*** Extract Section Begins ***

The mother-in-law of a dear friend of mine recently suffered a stroke. The incident didn’t leave any permanent damage, but the event trumpeted the need for a lifestyle change for both the woman and her aging husband. Having lived independently well into their eighties, the thought of seeking assistance from outsiders formed a bad taste in their mouths and was met with combat- ready resistance. My friend’s husband became the enemy.
I had seen this attitude before–not only in the elderly. I witnessed it in my mother while she lived and had discovered I possessed the same stubborn will as well. My mother would rather have fallen than use the walker I brought to her home. That device belonged in someone else’s home, not hers. Then I faced a long recovery after a back injury and resisted the inevitable—help from an outside source. Was this attitude something I’d developed myself or is it embedded in a person’s natural need to be independent? I’ll let you decide after you’ve read my story.
No one seems to know when I injured myself—not the doctor, not my husband, and not the chiropractor—but somewhere in the last several decades of my life I have fallen or been jolted severely enough to cause three of the vertebra in my back to collapse and pancake on top of each other. Add to that the growth of some arthritis spurs back near the tailbone, along with a twisted pelvis, and you have a painful, if not mobility-threatening mess.
I discovered my condition after driving six hundred miles round-trip to a writing conference in Seattle. My hip ached the entire weekend and I noticed that my left knee registered pain when I walked. During the return trip, sitting caused increasing discomfort while I drove. When I finally arrived home, I could barely navigate the sidewalk to the front door.
The intensity of the pain stopped me cold. I thought I had done something to my knee. Surgery seemed a likely possibility. I hobbled around for a week, not sure who to see for the problem, nor was I certain I wanted to see anyone. Finally, a friend suggested a chiropractor. I’d considered this before, but hadn’t made an appointment. Faced with the reality of surgery, I decided to give the chiropractor a chance.
With that choice followed several months of therapy. The popping and realignment of my bones often left me breathless. Under strict orders not to lift anything, I tiptoed through my summer, afraid of re-injuring my fragile backside. Asking my family for help, I adjusted to a new life style—one that meant I wasn’t as independent as I had been. But the lifestyle change paid off and I slowly regained my mobility without going under a knife. Moreover, I discovered that the night pain and stiffness that had grown increasingly annoying disappeared.
Often during the course of that summer my son suggested I needed a walker. I staunchly refused. I used a cane to get to the backyard or I’d pick up a plastic chair and walk it to the garden area I wanted to work. I’d sit to cook in the kitchen. The walls of my home served as places to lean as I inched my way from room to room. But use a walker? That sort of equipment was reserved for elderly people with mobility problems. I could hobble anywhere I needed to go, thank you very much!
I laughed at my reaction. Obviously I’m no different than the mother-in-law of my friend, fiercely independent and planning to stay that way. I imagine that deep down inside,all of us fear the changes aging will bring. Who would choose to give up their driver’s license? Who would have a stranger fix a meal in their home? Who would surrender to the indignities of needing help bathing, dressing or visiting the restroom without a fight? Yet, such annoyances find their way to the heartiest among us eventually.
And so, as I listened sympathetically to my friend expound on the battle being waged between her husband and his parents, I understood. I only hope that I can grow wiser as I age and avoid setting off World War III with my children when the time comes.
Anyone care to make a bet?
One Reply to “The Aarghs! of Aging”
Since I’m ten years younger than this friend, I wonder how I’ll feel at her age. Right now, I wonder if she’s hanging on to an independence that isn’t God’s plan for His children. He wants us totally dependent on HIM, and this battle maybe qualifies as forgetting that?
Personally, I’d love the chance to act like a rich woman with a full-time servant such as in older days and like during our years in Dubai. (Although I never had full time help there like most folks we knew in that fairly tale land.)

*** Extract Section Ends ***

What the task requires
Update the stretch of the essay on aging from "I laughed at" through "the time comes." by replacing "World War III" with "open warfare".

*** Supplied material Section Begins ***

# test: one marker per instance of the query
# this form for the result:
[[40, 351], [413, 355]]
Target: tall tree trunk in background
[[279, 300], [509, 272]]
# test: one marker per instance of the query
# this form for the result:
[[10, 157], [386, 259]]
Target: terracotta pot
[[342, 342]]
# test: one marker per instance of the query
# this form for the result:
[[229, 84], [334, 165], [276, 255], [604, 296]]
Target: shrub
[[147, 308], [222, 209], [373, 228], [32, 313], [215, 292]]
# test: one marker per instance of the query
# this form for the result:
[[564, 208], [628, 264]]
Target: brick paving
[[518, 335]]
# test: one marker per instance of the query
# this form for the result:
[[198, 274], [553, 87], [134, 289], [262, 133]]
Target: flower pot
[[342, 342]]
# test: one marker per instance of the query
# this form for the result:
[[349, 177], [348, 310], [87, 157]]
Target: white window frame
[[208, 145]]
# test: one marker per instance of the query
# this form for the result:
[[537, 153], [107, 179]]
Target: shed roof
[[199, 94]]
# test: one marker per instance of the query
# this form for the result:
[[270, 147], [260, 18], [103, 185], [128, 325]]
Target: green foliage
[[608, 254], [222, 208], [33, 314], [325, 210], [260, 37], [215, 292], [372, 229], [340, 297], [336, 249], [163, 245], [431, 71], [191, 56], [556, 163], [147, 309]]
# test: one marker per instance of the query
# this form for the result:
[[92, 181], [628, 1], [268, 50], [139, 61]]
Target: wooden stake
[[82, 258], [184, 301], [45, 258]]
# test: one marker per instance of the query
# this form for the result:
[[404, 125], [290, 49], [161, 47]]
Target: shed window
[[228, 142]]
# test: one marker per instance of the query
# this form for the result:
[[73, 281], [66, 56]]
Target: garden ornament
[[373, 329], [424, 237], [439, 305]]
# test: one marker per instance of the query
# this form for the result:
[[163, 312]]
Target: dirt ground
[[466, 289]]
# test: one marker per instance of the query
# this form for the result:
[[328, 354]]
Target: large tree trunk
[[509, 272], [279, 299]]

*** Supplied material Section Ends ***

Output
I laughed at my reaction. Obviously I’m no different than the mother-in-law of my friend, fiercely independent and planning to stay that way. I imagine that deep down inside,all of us fear the changes aging will bring. Who would choose to give up their driver’s license? Who would have a stranger fix a meal in their home? Who would surrender to the indignities of needing help bathing, dressing or visiting the restroom without a fight? Yet, such annoyances find their way to the heartiest among us eventually.
And so, as I listened sympathetically to my friend expound on the battle being waged between her husband and his parents, I understood. I only hope that I can grow wiser as I age and avoid setting off open warfare with my children when the time comes.